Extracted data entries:
◇ ◇ ◇ ◇

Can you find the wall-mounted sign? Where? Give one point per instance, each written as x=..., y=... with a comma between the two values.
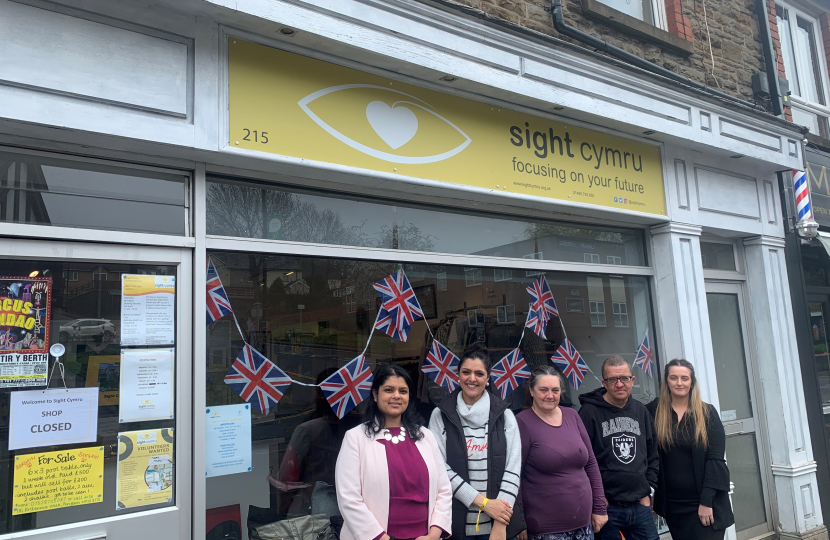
x=148, y=310
x=819, y=182
x=25, y=310
x=49, y=480
x=146, y=385
x=288, y=104
x=145, y=468
x=53, y=417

◇ ◇ ◇ ◇

* What this task involves *
Write out every line of the records above word for word, omitting the pictures.

* Finished task *
Can you find the wall-mounted sign? Where? Give one point per instance, each written as x=..., y=... with a comma between the two values.
x=148, y=310
x=819, y=182
x=25, y=310
x=49, y=480
x=146, y=385
x=288, y=104
x=145, y=468
x=53, y=417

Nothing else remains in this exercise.